# Training the Send Away



## Nurse Bishop (Nov 20, 2016)

How do you train the dog to run away form you , then down?

" The dog is also asked to run in a straight direction from its handler on command and lie down on a second command. "


----------



## lhczth (Apr 5, 2000)

I teach a dog first to mark and go to a location using food. Then I move outside using a toy, show the the toy (usually a ball) on a small stand or a hanging tree, tell them mark and send them. As they learn the idea, I move farther away. Then I add in heeling, halts, before sending. Then I do blind send outs without the ball. Then I chain the send out with the retrieves. 

I do the down in two ways. First I will ask the dog to down when it gets the ball at times. I also work random downs away from the exercise using toys and either a long line or an e-collar if needed (some dogs are very compliant and will down despite the drive to chase the ball). 

Last thing I do is put the down with the send out. On the day I do this, there will be no ball there since I don't want the dog to be rewarded for being wrong. If they down, I go out to them, pretend to remove the ball from the tree, go to my dog and reward it. Sometimes I actually hang the ball (with my back to the dog), pick up my dog, turn around, and send them. I NEVER just send them after they have downed. I usually do it from a closer distance so I can run after my dog (haha run) and make sure they down and don't just run around searching (the reason why I never put a toy on the ground). Then it becomes random where most days I send the dog with the toy and then I will throw in a down (no toy) like in a trial. Depending on the dog I don't do these very often. Some dogs are harder to stop especially when judges wait until they are almost to the end of the field. These dogs might see the down more often. The random downs are very important, though. Nike never saw a down on a send out until the two times I trialed her. Vala, on the other hand, saw quite a few. LOL


----------



## gsdluvr (Jun 26, 2012)

:: Task to carry out ::
Copy the stretch of the send-away thread from "## Nurse Bishop" through "with the retrieves.". None of the data is needed here.

:: Data excerpt ::
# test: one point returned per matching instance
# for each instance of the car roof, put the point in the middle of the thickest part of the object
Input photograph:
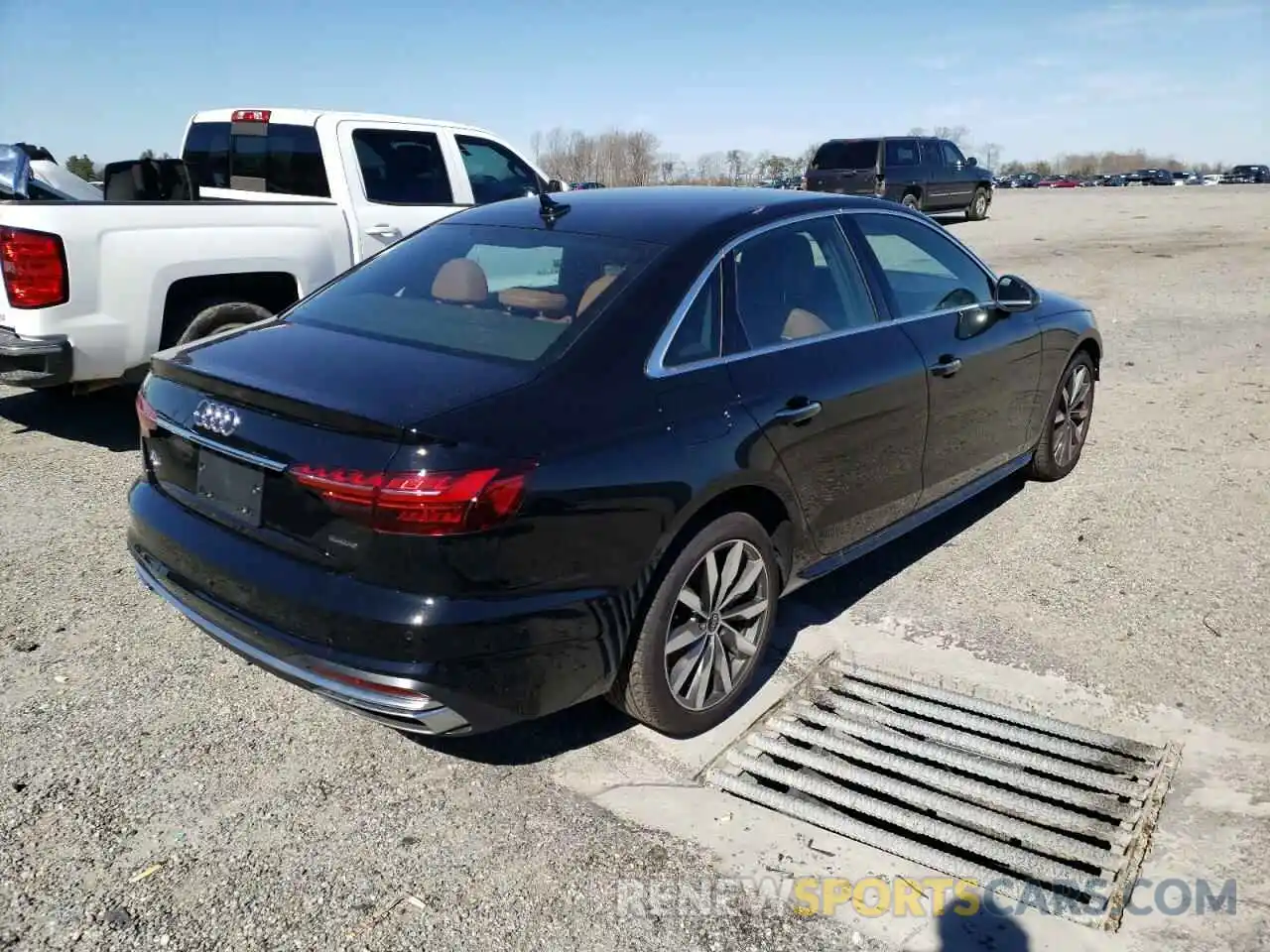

:: Answer ::
## Nurse Bishop (Nov 20, 2016)

How do you train the dog to run away form you , then down?

" The dog is also asked to run in a straight direction from its handler on command and lie down on a second command. "


----------



## lhczth (Apr 5, 2000)

I teach a dog first to mark and go to a location using food. Then I move outside using a toy, show the the toy (usually a ball) on a small stand or a hanging tree, tell them mark and send them. As they learn the idea, I move farther away. Then I add in heeling, halts, before sending. Then I do blind send outs without the ball. Then I chain the send out with the retrieves.